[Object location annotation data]
══════

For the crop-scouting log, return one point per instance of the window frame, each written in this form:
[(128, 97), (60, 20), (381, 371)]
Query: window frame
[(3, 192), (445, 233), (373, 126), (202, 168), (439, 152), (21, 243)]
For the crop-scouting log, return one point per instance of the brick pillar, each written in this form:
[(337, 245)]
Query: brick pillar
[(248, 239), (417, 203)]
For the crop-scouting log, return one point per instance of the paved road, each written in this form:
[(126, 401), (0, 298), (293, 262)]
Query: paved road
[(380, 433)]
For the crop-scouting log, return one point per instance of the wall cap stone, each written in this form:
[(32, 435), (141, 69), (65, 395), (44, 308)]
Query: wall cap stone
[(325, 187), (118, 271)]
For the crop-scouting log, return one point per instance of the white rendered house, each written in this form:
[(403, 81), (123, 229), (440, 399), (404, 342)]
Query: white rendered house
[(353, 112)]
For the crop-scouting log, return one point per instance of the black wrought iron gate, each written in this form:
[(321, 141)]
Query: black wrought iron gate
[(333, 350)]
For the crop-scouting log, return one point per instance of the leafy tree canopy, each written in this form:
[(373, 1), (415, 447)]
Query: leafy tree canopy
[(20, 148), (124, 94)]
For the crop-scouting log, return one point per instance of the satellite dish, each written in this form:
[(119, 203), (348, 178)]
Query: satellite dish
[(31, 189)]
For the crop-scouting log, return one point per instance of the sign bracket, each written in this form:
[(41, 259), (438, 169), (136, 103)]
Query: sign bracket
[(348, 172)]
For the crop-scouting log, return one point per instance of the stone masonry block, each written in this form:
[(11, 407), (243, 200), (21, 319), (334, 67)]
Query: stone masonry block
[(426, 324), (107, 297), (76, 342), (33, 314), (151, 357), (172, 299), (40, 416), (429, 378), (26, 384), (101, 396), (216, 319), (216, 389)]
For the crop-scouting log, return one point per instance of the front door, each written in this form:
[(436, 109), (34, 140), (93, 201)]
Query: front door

══════

◆ Exercise brief ◆
Please repeat all of the items above word for word, changing nothing.

◆ Solution ◆
For the crop-scouting log, return one point per instance of the window frame, each written in this form:
[(128, 97), (60, 20), (381, 371)]
Query: window frame
[(3, 192), (445, 233), (373, 126), (202, 168), (439, 152), (21, 243)]
For the crop-scouting log, return one point per instance of the brick pillar, each written in this form:
[(337, 245)]
Query: brick pillar
[(248, 239), (417, 203)]
For the crop-scouting log, return one point per instance of the paved road, each written in this form:
[(126, 401), (0, 298), (293, 262)]
Query: paved road
[(380, 433)]
For the crop-scouting log, return one point per instance of the wall cap stone, each written in this form:
[(32, 435), (141, 69), (65, 395), (44, 308)]
Query: wall cap stone
[(325, 187), (118, 271)]
For the crop-scouting log, return one point per instance of the white rendered house, each written in this form:
[(403, 81), (123, 229), (440, 399), (404, 342)]
Query: white rendered house
[(353, 112)]
For the crop-scouting log, return one point per instance of the black wrought iron gate, each written in this form:
[(321, 141)]
Query: black wrought iron gate
[(333, 350)]
For the crop-scouting log, return one point per instance of the leafy tree canopy, each written in this form:
[(373, 1), (415, 447)]
Query: leafy tree canopy
[(20, 148), (124, 94)]
For the crop-scouting log, return one point per instance of the satellite dish, each written in this form:
[(119, 203), (348, 178)]
Query: satellite dish
[(31, 189)]
For the crop-scouting log, return one point per instance of the sign bracket, each written in this form:
[(41, 259), (438, 169), (136, 103)]
Query: sign bracket
[(348, 172)]
For the crop-scouting log, return one point per instance of the stone masonry block, each written in this form:
[(11, 407), (243, 200), (21, 319), (334, 67)]
Query: stone masonry block
[(426, 324), (107, 297), (76, 342), (33, 314), (151, 357), (172, 299), (40, 416), (429, 378), (26, 384), (101, 396), (216, 319), (216, 389)]
For the crop-scouting log, return one point per instance of the front door, each written in this form:
[(436, 109), (34, 140), (93, 201)]
Query: front door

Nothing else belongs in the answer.